● Task description
Gather every line in the records below that contains the word "each", and copy those lines out in full.

--- START ---

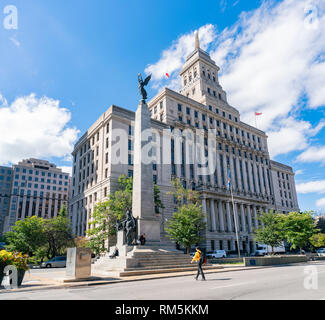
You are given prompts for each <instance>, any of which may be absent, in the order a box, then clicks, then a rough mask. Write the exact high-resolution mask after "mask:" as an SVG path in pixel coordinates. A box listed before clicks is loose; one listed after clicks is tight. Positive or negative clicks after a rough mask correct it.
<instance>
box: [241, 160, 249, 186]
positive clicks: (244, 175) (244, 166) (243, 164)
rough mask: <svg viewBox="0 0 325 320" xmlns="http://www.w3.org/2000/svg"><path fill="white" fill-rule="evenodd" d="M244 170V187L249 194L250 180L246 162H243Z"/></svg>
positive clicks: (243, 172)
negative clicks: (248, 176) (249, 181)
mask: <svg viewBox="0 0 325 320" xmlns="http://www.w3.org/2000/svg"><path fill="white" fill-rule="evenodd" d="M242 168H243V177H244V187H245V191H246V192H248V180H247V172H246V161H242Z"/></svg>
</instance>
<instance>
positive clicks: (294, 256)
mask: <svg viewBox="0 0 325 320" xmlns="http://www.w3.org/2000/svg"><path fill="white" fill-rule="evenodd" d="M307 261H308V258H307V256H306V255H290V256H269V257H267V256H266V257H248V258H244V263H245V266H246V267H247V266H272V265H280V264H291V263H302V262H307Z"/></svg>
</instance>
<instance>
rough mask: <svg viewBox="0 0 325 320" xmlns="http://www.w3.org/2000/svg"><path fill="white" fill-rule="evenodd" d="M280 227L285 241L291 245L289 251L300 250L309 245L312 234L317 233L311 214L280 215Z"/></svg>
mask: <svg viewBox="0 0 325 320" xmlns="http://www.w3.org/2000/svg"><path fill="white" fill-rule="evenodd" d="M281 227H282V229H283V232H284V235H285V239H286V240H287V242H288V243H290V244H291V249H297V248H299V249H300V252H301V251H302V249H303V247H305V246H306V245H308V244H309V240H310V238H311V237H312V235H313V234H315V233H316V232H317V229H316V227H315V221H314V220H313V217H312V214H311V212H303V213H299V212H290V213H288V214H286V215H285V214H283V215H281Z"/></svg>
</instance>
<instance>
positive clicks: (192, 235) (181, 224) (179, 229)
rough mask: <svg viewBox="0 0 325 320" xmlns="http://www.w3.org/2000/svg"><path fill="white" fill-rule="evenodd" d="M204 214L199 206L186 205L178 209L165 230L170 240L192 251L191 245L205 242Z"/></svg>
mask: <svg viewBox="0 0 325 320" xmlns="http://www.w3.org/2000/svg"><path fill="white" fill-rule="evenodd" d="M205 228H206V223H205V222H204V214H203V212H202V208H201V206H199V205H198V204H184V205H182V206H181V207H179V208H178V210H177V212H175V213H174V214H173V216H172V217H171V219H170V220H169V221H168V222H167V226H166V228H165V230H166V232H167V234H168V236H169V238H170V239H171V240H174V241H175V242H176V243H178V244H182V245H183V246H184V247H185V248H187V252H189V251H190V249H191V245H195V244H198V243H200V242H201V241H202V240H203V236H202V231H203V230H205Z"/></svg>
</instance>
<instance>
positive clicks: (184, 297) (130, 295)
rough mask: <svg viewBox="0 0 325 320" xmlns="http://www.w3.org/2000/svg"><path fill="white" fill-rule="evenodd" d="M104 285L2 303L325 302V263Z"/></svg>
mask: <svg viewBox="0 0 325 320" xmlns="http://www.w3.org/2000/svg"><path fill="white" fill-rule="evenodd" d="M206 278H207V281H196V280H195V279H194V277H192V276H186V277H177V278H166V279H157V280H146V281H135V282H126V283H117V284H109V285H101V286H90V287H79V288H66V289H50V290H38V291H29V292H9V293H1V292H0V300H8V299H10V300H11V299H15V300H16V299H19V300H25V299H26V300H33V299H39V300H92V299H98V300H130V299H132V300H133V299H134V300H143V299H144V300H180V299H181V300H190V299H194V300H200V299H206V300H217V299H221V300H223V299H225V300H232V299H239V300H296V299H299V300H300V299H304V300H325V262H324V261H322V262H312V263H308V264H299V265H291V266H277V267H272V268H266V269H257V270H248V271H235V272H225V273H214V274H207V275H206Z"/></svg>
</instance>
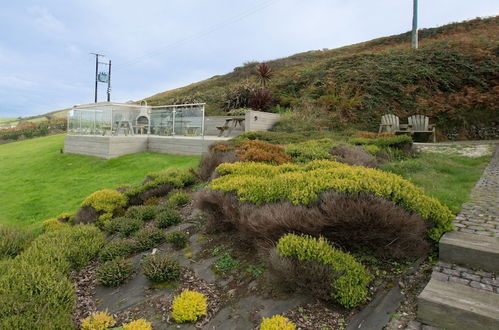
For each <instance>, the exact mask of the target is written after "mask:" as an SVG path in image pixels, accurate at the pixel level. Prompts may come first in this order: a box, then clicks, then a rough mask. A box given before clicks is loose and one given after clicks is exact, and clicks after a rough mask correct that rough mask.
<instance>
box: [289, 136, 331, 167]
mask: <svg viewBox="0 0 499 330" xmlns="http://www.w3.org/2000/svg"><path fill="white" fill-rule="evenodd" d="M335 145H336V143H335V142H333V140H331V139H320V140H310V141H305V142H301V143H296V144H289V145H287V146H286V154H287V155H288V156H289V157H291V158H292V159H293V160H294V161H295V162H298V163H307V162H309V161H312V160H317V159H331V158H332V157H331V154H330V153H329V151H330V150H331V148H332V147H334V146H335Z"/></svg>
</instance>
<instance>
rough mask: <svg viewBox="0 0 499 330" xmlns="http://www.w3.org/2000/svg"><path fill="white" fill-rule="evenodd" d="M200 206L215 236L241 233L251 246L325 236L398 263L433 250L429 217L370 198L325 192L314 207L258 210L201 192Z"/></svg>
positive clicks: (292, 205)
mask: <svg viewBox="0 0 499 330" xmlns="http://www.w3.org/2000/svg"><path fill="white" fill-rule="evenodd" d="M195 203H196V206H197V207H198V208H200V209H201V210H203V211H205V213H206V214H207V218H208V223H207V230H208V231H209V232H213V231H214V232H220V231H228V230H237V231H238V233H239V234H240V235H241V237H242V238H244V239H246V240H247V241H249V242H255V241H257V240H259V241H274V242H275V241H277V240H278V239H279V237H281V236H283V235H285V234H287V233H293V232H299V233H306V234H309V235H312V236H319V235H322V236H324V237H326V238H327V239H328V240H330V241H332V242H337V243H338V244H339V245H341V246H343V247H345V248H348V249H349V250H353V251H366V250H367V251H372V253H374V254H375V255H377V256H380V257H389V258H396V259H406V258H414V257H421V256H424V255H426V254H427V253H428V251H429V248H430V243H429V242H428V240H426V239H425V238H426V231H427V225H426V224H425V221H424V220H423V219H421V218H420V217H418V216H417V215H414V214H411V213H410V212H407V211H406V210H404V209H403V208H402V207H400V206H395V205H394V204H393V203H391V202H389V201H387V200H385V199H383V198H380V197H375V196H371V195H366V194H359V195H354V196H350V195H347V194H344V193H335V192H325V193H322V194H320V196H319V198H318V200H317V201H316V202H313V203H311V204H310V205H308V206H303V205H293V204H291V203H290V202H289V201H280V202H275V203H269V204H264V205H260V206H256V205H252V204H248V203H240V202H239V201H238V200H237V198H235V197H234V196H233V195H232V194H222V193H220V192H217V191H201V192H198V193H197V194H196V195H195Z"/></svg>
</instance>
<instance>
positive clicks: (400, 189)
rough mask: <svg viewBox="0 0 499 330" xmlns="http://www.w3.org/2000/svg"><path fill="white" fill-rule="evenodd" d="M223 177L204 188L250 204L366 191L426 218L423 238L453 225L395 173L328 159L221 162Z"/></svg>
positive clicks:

--- END ---

● Exercise response
You are given prompts for each <instance>, any of which may be absent, in the order a box, then clicks, then a rough mask. Write the exact high-resolution mask after "mask:" as an SVG path in pixel coordinates. A box listed before clicks is loose; one listed after clicks is tight. Positive or negative clicks after a rough mask correct it.
For each <instance>, the exact mask of the target is written after "mask:" as an SVG path in image pixels, accurate at the pixel level. Prompts may come first in this order: a box, then clicks, then a rough mask. A box given before clicks is loose and one given after clicks is exact, and clicks after a rough mask correct that rough mask.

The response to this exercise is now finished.